## [Problem details]
Rewrite all of the material below as a numbered list with one line per item, leaving out the blank lines.

## [Input rows]
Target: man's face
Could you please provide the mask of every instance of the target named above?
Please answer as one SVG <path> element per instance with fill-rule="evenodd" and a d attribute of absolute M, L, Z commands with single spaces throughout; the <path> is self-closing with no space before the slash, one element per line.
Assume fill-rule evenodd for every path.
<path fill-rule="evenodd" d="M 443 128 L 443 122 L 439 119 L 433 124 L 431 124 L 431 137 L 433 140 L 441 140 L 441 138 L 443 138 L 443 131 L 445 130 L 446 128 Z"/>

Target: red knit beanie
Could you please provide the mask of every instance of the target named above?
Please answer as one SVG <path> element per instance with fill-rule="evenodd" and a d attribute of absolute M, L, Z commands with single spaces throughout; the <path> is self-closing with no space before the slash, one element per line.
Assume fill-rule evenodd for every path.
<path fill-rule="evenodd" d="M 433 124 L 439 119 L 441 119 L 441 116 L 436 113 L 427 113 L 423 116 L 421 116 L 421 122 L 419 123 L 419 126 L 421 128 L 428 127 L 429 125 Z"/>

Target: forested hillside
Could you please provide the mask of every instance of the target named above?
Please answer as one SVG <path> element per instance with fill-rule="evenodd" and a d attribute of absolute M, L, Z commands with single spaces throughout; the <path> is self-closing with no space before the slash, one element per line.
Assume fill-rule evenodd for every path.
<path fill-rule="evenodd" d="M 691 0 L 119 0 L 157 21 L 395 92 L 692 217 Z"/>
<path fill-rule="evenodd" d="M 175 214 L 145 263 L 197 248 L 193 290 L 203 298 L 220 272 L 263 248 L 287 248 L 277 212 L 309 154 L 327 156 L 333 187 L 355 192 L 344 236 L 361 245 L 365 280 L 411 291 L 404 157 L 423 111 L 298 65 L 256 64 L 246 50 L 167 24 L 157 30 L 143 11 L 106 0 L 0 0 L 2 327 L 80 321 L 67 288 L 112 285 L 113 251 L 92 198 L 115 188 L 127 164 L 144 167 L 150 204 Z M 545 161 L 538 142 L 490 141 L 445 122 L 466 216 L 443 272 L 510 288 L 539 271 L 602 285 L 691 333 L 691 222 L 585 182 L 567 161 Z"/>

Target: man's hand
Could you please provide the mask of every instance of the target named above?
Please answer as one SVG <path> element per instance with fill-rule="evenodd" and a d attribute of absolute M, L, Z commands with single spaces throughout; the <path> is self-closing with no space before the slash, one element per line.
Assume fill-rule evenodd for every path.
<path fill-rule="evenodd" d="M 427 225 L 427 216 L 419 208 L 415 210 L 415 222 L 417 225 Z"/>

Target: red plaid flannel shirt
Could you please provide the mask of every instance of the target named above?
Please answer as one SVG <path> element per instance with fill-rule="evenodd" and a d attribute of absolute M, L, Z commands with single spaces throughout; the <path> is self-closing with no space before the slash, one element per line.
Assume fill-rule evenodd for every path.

## [Response]
1. Target: man's face
2. Could you please provide the mask of every instance of the target named above?
3. Please answer as one SVG <path> element per instance with fill-rule="evenodd" and a d attribute of absolute M, L, Z commands with single spaces throughout; the <path> is self-closing with no space before the slash, one element per line.
4. Assume fill-rule evenodd for every path.
5. <path fill-rule="evenodd" d="M 443 128 L 443 122 L 439 119 L 433 124 L 431 124 L 431 137 L 433 140 L 441 140 L 441 138 L 443 138 L 443 131 L 445 130 L 446 128 Z"/>
6. Target: red knit beanie
7. Could you please provide the mask of every instance of the target named above?
8. Please answer as one SVG <path> element per instance with fill-rule="evenodd" and a d attribute of absolute M, L, Z commands with single spaces throughout; the <path> is self-closing with no space before the slash, one element per line.
9. Assume fill-rule evenodd for every path.
10. <path fill-rule="evenodd" d="M 433 124 L 439 119 L 441 119 L 441 116 L 436 113 L 427 113 L 423 116 L 421 116 L 421 122 L 419 123 L 419 126 L 421 128 L 428 127 L 429 125 Z"/>
11. Target: forested hillside
12. Could you please provide the mask of every instance of the target named above?
13. Please answer as one SVG <path> element per instance with fill-rule="evenodd" and a d attribute of absolute M, L, Z commands with single spaces throughout; the <path> is self-closing with no space before the slash, one element per line.
14. Assume fill-rule evenodd for every path.
15. <path fill-rule="evenodd" d="M 691 0 L 119 0 L 157 21 L 395 92 L 692 217 Z"/>
16. <path fill-rule="evenodd" d="M 175 214 L 145 263 L 197 248 L 193 290 L 203 298 L 220 272 L 263 248 L 287 248 L 277 212 L 309 154 L 327 156 L 333 187 L 355 192 L 344 236 L 361 245 L 365 280 L 411 291 L 404 157 L 423 111 L 298 65 L 256 64 L 246 50 L 167 24 L 157 30 L 143 11 L 106 0 L 0 0 L 2 327 L 80 321 L 67 288 L 112 285 L 113 251 L 92 198 L 115 188 L 127 164 L 144 167 L 150 204 Z M 545 161 L 538 142 L 490 141 L 445 122 L 466 216 L 443 272 L 510 288 L 539 271 L 602 285 L 691 333 L 691 222 L 585 182 L 567 161 Z"/>
17. Target: man's hand
18. Could you please provide the mask of every instance of the target named above?
19. Please answer as one SVG <path> element per instance with fill-rule="evenodd" and a d attribute of absolute M, L, Z commands with single spaces throughout; the <path> is self-closing with no space before the slash, one element per line.
20. Assume fill-rule evenodd for every path.
21. <path fill-rule="evenodd" d="M 427 225 L 427 216 L 419 208 L 415 210 L 415 222 L 417 225 Z"/>
22. Target: red plaid flannel shirt
23. Could you please provide the mask of every instance of the target named above?
24. Please answer as one SVG <path> element per instance with fill-rule="evenodd" and a d attribute of absolute M, L, Z commands with single spaces throughout; the <path> is self-closing with no space before the slash, one element per line.
25. Assume fill-rule evenodd for every path.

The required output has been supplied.